EXTRACT ▸
Computational reactive-diffusive modeling for stratification and prognosis determination of patients with breast cancer receiving Olaparib

Abstract

Mathematical models based on partial differential equations (PDEs) can be exploited to handle clinical data with space/time dimensions, e.g. tumor growth challenged by neoadjuvant therapy. A model based on simplified assessment of tumor malignancy and pharmacodynamics efficiency was exercised to discover new metrics of patient prognosis in the OLTRE trial. We tested in a 17-patients cohort affected by early-stage triple negative breast cancer (TNBC) treated with 3 weeks of olaparib, the capability of a PDEs-based reactive-diffusive model of tumor growth to efficiently predict the response to olaparib in terms of SUV_max detected at ¹⁸FDG-PET/CT scan, by using specific terms to characterize tumor diffusion and proliferation. Computations were performed with COMSOL Multiphysics. Driving parameters governing the mathematical model were selected with Pearson's correlations. Discrepancies between actual and computed SUV_max values were assessed with Student's t test and Wilcoxon rank sum test. The correlation between post-olaparib true and computed SUV_max was assessed with Pearson's r and Spearman's rho. After defining the proper mathematical assumptions, the nominal drug efficiency (ε_PD) and tumor malignancy (r_c) were computationally evaluated. The former parameter reflected the activity of olaparib on the tumor, while the latter represented the growth rate of metabolic activity as detected by SUV_max. ε_PD was found to be directly dependent on basal tumor-infiltrating lymphocytes (TILs) and Ki67% and was detectable through proper linear regression functions according to TILs values, while r_c was represented by the baseline Ki67-to-TILs ratio. Predicted post-olaparib SUV*_max did not significantly differ from original post-olaparib SUV_max in the overall, gBRCA-mutant and gBRCA-wild-type subpopulations (p > 0.05 in all cases), showing strong positive correlation (r = 0.9 and rho = 0.9, p < 0.0001 both). A model of simplified tumor dynamics was exercised to effectively produce an upfront prediction of efficacy of 3-week neoadjuvant olaparib in terms of SUV_max. Prospective evaluation in independent cohorts and correlation of these outcomes with more recognized efficacy endpoints is now warranted for model confirmation and tailoring of escalated/de-escalated therapeutic strategies for early-TNBC patients.

EXERCISE 1 ▸
According to the abstract, what software was used to perform the computations?
EXERCISE 2 ▸
In the abstract, list every patient population in which predicted post-olaparib SUV*_max was compared with original post-olaparib SUV_max.

Free-text object descriptions ▸
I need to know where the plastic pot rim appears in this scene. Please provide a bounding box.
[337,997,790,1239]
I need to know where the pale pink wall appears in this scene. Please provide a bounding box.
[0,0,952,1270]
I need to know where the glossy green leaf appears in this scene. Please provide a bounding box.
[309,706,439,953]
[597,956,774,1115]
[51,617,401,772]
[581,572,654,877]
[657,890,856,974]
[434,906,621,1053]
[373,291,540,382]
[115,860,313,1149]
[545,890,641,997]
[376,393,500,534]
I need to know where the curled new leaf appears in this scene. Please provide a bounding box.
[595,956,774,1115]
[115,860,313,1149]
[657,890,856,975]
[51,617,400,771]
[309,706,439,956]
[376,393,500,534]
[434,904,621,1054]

WRITTEN RESPONSE 1 ▸
COMSOL Multiphysics

WRITTEN RESPONSE 2 ▸
The overall population, the gBRCA-mutant subpopulation, and the gBRCA-wild-type subpopulation.